=== Data extracts ===
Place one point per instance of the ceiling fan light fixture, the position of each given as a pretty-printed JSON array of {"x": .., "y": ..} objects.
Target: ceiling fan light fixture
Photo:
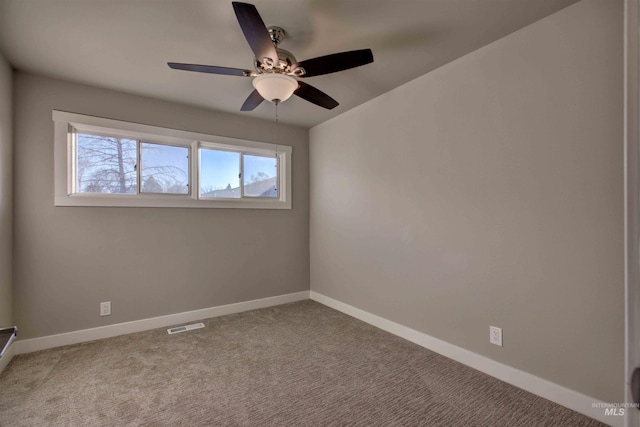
[{"x": 275, "y": 87}]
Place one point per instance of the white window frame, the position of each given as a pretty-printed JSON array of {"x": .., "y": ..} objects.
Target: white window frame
[{"x": 67, "y": 123}]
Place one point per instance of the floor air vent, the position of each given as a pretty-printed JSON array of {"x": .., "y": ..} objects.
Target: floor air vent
[{"x": 185, "y": 328}]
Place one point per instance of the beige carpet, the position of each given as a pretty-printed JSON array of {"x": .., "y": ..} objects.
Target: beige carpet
[{"x": 293, "y": 365}]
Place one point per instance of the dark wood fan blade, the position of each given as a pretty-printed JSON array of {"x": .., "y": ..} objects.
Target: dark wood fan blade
[
  {"x": 335, "y": 62},
  {"x": 255, "y": 31},
  {"x": 315, "y": 96},
  {"x": 210, "y": 69},
  {"x": 253, "y": 100}
]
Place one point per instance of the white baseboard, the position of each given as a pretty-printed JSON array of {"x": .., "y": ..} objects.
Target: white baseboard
[
  {"x": 75, "y": 337},
  {"x": 536, "y": 385},
  {"x": 7, "y": 356}
]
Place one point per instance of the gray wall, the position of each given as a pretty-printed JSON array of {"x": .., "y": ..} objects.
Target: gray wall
[
  {"x": 147, "y": 261},
  {"x": 6, "y": 197},
  {"x": 489, "y": 192}
]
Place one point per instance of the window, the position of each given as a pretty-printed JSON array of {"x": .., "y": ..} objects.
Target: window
[{"x": 103, "y": 162}]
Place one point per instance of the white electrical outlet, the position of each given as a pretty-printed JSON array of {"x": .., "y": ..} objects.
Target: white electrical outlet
[
  {"x": 495, "y": 335},
  {"x": 105, "y": 308}
]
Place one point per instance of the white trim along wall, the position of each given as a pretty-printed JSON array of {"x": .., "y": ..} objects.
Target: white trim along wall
[{"x": 571, "y": 399}]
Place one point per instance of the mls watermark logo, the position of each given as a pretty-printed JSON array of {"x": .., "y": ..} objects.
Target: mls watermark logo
[
  {"x": 614, "y": 412},
  {"x": 614, "y": 409}
]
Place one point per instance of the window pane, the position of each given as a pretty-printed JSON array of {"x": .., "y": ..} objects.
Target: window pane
[
  {"x": 219, "y": 173},
  {"x": 164, "y": 168},
  {"x": 260, "y": 176},
  {"x": 106, "y": 164}
]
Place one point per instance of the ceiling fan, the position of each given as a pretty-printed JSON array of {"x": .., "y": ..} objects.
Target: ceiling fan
[{"x": 277, "y": 70}]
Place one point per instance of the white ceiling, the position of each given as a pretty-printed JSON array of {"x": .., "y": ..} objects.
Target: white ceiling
[{"x": 125, "y": 44}]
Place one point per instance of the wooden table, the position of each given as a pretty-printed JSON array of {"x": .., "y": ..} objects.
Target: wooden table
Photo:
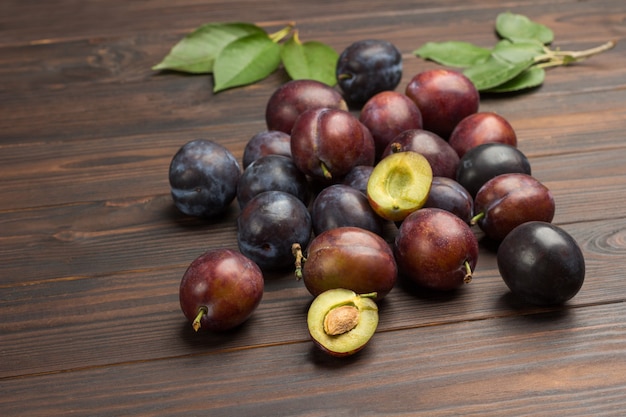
[{"x": 92, "y": 249}]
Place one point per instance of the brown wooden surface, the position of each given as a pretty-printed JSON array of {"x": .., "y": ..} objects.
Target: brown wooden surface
[{"x": 92, "y": 250}]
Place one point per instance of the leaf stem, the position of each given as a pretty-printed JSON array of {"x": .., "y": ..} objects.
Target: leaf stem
[{"x": 283, "y": 33}]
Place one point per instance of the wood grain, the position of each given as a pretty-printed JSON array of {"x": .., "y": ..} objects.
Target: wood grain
[{"x": 92, "y": 249}]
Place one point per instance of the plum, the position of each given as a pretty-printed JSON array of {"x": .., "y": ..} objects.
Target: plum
[
  {"x": 327, "y": 143},
  {"x": 444, "y": 97},
  {"x": 203, "y": 177},
  {"x": 508, "y": 200},
  {"x": 386, "y": 115},
  {"x": 295, "y": 97},
  {"x": 269, "y": 224},
  {"x": 479, "y": 128},
  {"x": 220, "y": 290},
  {"x": 541, "y": 263},
  {"x": 350, "y": 258},
  {"x": 367, "y": 67},
  {"x": 436, "y": 249},
  {"x": 442, "y": 158},
  {"x": 342, "y": 322}
]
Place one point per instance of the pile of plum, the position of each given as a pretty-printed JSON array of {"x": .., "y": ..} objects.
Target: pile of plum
[{"x": 359, "y": 186}]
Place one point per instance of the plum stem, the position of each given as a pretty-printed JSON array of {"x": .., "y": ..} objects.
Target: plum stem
[
  {"x": 296, "y": 250},
  {"x": 468, "y": 273},
  {"x": 202, "y": 311},
  {"x": 476, "y": 218},
  {"x": 326, "y": 171}
]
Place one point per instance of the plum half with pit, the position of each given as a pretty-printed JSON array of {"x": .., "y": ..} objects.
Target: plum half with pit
[
  {"x": 436, "y": 249},
  {"x": 508, "y": 200},
  {"x": 350, "y": 258},
  {"x": 269, "y": 224},
  {"x": 444, "y": 97},
  {"x": 327, "y": 143},
  {"x": 220, "y": 290},
  {"x": 442, "y": 158},
  {"x": 341, "y": 322},
  {"x": 295, "y": 97},
  {"x": 541, "y": 263},
  {"x": 367, "y": 67},
  {"x": 399, "y": 184},
  {"x": 203, "y": 178}
]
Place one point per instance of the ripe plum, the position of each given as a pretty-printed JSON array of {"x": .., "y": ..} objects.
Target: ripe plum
[
  {"x": 483, "y": 162},
  {"x": 444, "y": 97},
  {"x": 436, "y": 249},
  {"x": 443, "y": 160},
  {"x": 203, "y": 178},
  {"x": 387, "y": 114},
  {"x": 508, "y": 200},
  {"x": 341, "y": 205},
  {"x": 271, "y": 173},
  {"x": 541, "y": 263},
  {"x": 368, "y": 67},
  {"x": 327, "y": 143},
  {"x": 220, "y": 290},
  {"x": 479, "y": 128},
  {"x": 267, "y": 142},
  {"x": 350, "y": 258},
  {"x": 296, "y": 96},
  {"x": 269, "y": 224}
]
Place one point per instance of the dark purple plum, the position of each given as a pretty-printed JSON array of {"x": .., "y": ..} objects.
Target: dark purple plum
[
  {"x": 479, "y": 128},
  {"x": 203, "y": 177},
  {"x": 327, "y": 143},
  {"x": 541, "y": 263},
  {"x": 435, "y": 249},
  {"x": 447, "y": 194},
  {"x": 386, "y": 115},
  {"x": 358, "y": 177},
  {"x": 272, "y": 173},
  {"x": 269, "y": 224},
  {"x": 267, "y": 142},
  {"x": 443, "y": 159},
  {"x": 508, "y": 200},
  {"x": 368, "y": 67},
  {"x": 483, "y": 162},
  {"x": 351, "y": 258},
  {"x": 295, "y": 97},
  {"x": 340, "y": 205},
  {"x": 220, "y": 290},
  {"x": 444, "y": 97}
]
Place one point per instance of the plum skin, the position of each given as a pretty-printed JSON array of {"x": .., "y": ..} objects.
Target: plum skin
[
  {"x": 434, "y": 249},
  {"x": 224, "y": 282},
  {"x": 203, "y": 177},
  {"x": 541, "y": 263},
  {"x": 350, "y": 258},
  {"x": 508, "y": 200}
]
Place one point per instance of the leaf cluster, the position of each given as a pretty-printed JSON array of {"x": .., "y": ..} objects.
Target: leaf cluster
[
  {"x": 516, "y": 62},
  {"x": 239, "y": 53}
]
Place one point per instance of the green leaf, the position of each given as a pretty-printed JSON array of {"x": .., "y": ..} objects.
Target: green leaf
[
  {"x": 494, "y": 72},
  {"x": 516, "y": 27},
  {"x": 197, "y": 51},
  {"x": 453, "y": 53},
  {"x": 310, "y": 60},
  {"x": 532, "y": 77},
  {"x": 518, "y": 51},
  {"x": 245, "y": 61}
]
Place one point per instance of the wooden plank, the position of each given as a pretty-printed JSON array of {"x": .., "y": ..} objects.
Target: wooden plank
[
  {"x": 563, "y": 362},
  {"x": 110, "y": 318}
]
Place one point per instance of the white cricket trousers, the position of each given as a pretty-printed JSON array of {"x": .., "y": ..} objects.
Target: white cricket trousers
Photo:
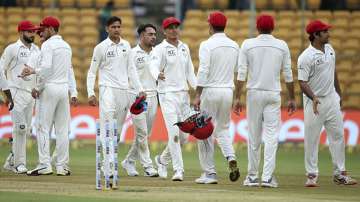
[
  {"x": 114, "y": 105},
  {"x": 263, "y": 116},
  {"x": 54, "y": 108},
  {"x": 21, "y": 117},
  {"x": 143, "y": 125},
  {"x": 217, "y": 103},
  {"x": 330, "y": 117},
  {"x": 174, "y": 107}
]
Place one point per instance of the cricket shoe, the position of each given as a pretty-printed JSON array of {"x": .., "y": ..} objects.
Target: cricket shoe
[
  {"x": 150, "y": 172},
  {"x": 311, "y": 180},
  {"x": 344, "y": 179},
  {"x": 129, "y": 168},
  {"x": 162, "y": 169},
  {"x": 234, "y": 171},
  {"x": 207, "y": 179},
  {"x": 20, "y": 169},
  {"x": 61, "y": 171},
  {"x": 9, "y": 162},
  {"x": 251, "y": 181},
  {"x": 270, "y": 183},
  {"x": 40, "y": 170},
  {"x": 178, "y": 176}
]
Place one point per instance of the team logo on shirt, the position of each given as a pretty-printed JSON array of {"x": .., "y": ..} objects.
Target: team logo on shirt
[
  {"x": 23, "y": 54},
  {"x": 110, "y": 54},
  {"x": 171, "y": 53}
]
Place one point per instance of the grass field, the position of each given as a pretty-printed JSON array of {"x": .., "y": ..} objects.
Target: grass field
[{"x": 80, "y": 186}]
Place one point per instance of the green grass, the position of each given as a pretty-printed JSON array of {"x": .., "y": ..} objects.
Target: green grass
[{"x": 80, "y": 186}]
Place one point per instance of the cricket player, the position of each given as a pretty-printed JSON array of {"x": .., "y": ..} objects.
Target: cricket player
[
  {"x": 172, "y": 67},
  {"x": 54, "y": 108},
  {"x": 113, "y": 58},
  {"x": 34, "y": 62},
  {"x": 322, "y": 104},
  {"x": 218, "y": 58},
  {"x": 14, "y": 58},
  {"x": 261, "y": 60},
  {"x": 143, "y": 122}
]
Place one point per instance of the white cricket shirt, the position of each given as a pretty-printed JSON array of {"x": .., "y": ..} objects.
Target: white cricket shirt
[
  {"x": 141, "y": 60},
  {"x": 115, "y": 66},
  {"x": 318, "y": 69},
  {"x": 218, "y": 58},
  {"x": 261, "y": 59},
  {"x": 176, "y": 64},
  {"x": 12, "y": 62},
  {"x": 55, "y": 61}
]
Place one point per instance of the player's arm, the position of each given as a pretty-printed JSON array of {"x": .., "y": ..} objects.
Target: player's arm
[
  {"x": 156, "y": 63},
  {"x": 203, "y": 72},
  {"x": 91, "y": 76},
  {"x": 288, "y": 77},
  {"x": 190, "y": 75},
  {"x": 133, "y": 75},
  {"x": 5, "y": 60},
  {"x": 72, "y": 87},
  {"x": 241, "y": 78},
  {"x": 304, "y": 68}
]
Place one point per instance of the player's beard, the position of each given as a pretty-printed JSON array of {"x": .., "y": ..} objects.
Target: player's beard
[{"x": 29, "y": 39}]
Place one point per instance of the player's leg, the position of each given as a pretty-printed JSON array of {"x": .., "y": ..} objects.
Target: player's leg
[
  {"x": 254, "y": 113},
  {"x": 62, "y": 129},
  {"x": 170, "y": 103},
  {"x": 313, "y": 124},
  {"x": 139, "y": 123},
  {"x": 271, "y": 128},
  {"x": 335, "y": 131},
  {"x": 20, "y": 128},
  {"x": 144, "y": 152},
  {"x": 47, "y": 103},
  {"x": 107, "y": 108}
]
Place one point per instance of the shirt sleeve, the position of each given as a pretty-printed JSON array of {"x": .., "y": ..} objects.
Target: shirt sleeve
[
  {"x": 243, "y": 64},
  {"x": 287, "y": 72},
  {"x": 133, "y": 75},
  {"x": 204, "y": 65},
  {"x": 155, "y": 62},
  {"x": 4, "y": 65},
  {"x": 45, "y": 62},
  {"x": 94, "y": 66},
  {"x": 190, "y": 75},
  {"x": 72, "y": 83},
  {"x": 304, "y": 68}
]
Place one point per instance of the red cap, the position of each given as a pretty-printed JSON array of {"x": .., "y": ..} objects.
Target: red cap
[
  {"x": 204, "y": 132},
  {"x": 316, "y": 26},
  {"x": 138, "y": 106},
  {"x": 27, "y": 26},
  {"x": 50, "y": 21},
  {"x": 169, "y": 21},
  {"x": 265, "y": 22},
  {"x": 217, "y": 19}
]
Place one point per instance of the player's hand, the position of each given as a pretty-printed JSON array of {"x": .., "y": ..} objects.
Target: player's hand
===
Your answer should consist only of the lines from the one with "Place one point per instance of the player's hand, the" through the last line of the entries above, retyped exactly.

Result for this task:
Place one point per instance of the player's hand, the position of each given as a pretty-printed JSON array of {"x": .., "y": ..} objects.
Target: player's hand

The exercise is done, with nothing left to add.